## PASSAGE
Written & Directed by Jamie Linden
Produced by Channing Tatum, Reid Carolin, Marty Bowen & Wyck Godfrey
Released by Anchor Bay Films
USA. 90 min. Rated PG-13
With Lynn Collins, Rosario Dawson, Jenna Dewan-Tatum, Brian Geraghty, Ari Graynor, Oscar Issac, Ron Livingston, Justin Long, Anthony Mackie, Kate Mara, Max Minghella, Eiko Nijo, Aubrey Plaza, Scott Porter, Chris Pratt, Channing Tatum & Aaron Yoo

10 Years is less emotionally fraught than going to your own high school reunion, and may be less dramatic, let alone than in other such movies. However, your fellow alumni are probably not as attractive and appealing as this mostly genial ensemble of rising young Hollywood actors.

## DATASET RECORDS
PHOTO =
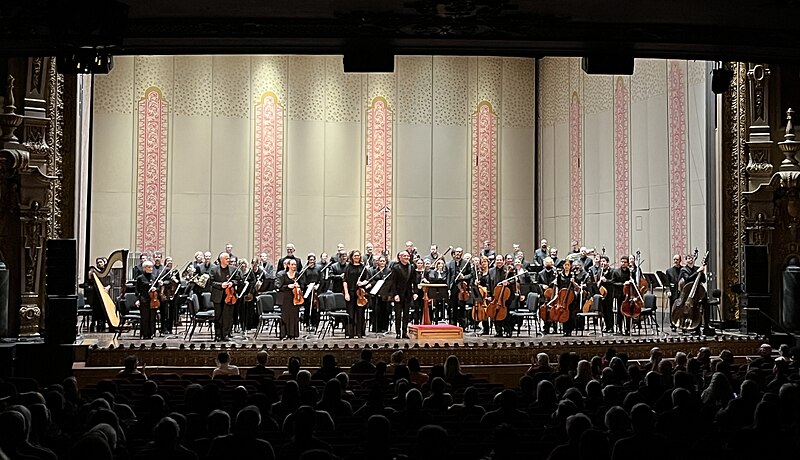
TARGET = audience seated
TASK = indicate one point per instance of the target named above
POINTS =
(261, 370)
(588, 409)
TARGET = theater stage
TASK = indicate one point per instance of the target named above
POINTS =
(499, 360)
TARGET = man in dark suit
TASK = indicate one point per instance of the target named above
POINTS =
(457, 272)
(402, 291)
(221, 279)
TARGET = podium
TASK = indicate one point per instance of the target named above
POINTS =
(431, 292)
(426, 330)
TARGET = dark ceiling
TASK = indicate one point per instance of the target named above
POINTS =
(691, 29)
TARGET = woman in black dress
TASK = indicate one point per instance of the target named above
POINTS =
(355, 277)
(290, 313)
(310, 276)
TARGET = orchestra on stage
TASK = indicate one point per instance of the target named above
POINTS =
(487, 292)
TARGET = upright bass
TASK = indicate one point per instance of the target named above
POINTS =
(686, 311)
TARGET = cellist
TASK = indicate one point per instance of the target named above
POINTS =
(548, 278)
(145, 284)
(619, 277)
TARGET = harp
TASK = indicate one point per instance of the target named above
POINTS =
(118, 279)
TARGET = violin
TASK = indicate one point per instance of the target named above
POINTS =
(298, 294)
(463, 293)
(361, 297)
(479, 308)
(155, 301)
(497, 309)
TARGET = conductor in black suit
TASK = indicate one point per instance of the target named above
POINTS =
(457, 271)
(402, 291)
(221, 279)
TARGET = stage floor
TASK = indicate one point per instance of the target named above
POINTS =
(311, 339)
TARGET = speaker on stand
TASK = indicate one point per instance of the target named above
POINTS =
(61, 304)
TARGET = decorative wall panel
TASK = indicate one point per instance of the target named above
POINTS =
(621, 168)
(575, 174)
(378, 172)
(677, 157)
(151, 183)
(268, 194)
(484, 175)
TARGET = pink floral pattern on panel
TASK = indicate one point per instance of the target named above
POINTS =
(677, 157)
(379, 173)
(484, 175)
(575, 176)
(621, 169)
(151, 183)
(268, 199)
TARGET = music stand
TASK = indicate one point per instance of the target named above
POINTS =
(527, 288)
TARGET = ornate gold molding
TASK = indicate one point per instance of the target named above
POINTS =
(733, 159)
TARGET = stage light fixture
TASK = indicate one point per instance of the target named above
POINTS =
(84, 60)
(721, 80)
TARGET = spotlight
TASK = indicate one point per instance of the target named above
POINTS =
(85, 60)
(721, 80)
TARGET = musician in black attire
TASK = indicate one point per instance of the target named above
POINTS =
(579, 282)
(145, 283)
(619, 277)
(541, 253)
(93, 297)
(603, 279)
(549, 278)
(457, 271)
(285, 283)
(355, 277)
(488, 252)
(498, 274)
(311, 276)
(169, 307)
(437, 275)
(221, 279)
(289, 255)
(674, 276)
(420, 277)
(381, 314)
(369, 257)
(402, 291)
(265, 274)
(246, 305)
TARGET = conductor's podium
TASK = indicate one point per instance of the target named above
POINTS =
(435, 331)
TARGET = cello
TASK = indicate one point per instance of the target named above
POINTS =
(686, 312)
(562, 300)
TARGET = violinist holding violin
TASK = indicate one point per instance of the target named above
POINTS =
(287, 284)
(147, 288)
(224, 279)
(458, 271)
(356, 278)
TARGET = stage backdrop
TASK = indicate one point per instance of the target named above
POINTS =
(193, 152)
(622, 158)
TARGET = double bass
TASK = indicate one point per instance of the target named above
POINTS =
(560, 310)
(686, 311)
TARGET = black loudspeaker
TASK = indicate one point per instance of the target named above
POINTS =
(368, 58)
(61, 260)
(790, 301)
(756, 270)
(61, 319)
(607, 64)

## REQUIRED ACTIONS
1. List the producers named in the review of 10 Years.
2. Shorten the paragraph of the 10 Years review that begins "10 Years is less emotionally fraught" to two brief sentences.
3. Carry on the review of 10 Years past its final sentence.

## RESULTS IN ORDER
1. Channing Tatum, Reid Carolin, Marty Bowen, Wyck Godfrey

2. 10 Years is less emotionally fraught, and possibly less dramatic, than going to your own high school reunion. But its mostly genial ensemble of rising young Hollywood actors is probably more attractive and appealing than your own classmates.

3.
As the alums head to their reunion (Albuquerque stands in for their hometown), they are all determined to project adult maturity, success, and atonement for past regrets, but all inevitably revert to their teenage behavior. Jake (Channing Tatum) has some guilt that he has to resolve before he can move on from his glory days as the Prom King, and there’s the usual Class Clowns: Cully (Chris Pratt, much like his doofus on Parks and Recreation) wants to apologize to the Asian victims of his pranks, and Garrity (Brian Geraghty) can’t help falling back into his faux black talk with Andre (Anthony Mackie) and showing off surprising break-dancing skills. Two revenging nerds, Marty (Justin Long) and A. J. (Max Minghella), work hard to prove that they are now cool.

Just as in high school, the girls are still more mature. Cully’s wife, Sam (Ari Graynor), wants a grown-up night out from handling him like one of their rambunctious kids, which she inevitably won’t get. The very grounded Mary (Rosario Dawson) wants closure on the prom she had to miss, while Elise (Kate Mara) takes a break from the older men she’s been dating to revisit the place she thought she’d glided through unnoticed.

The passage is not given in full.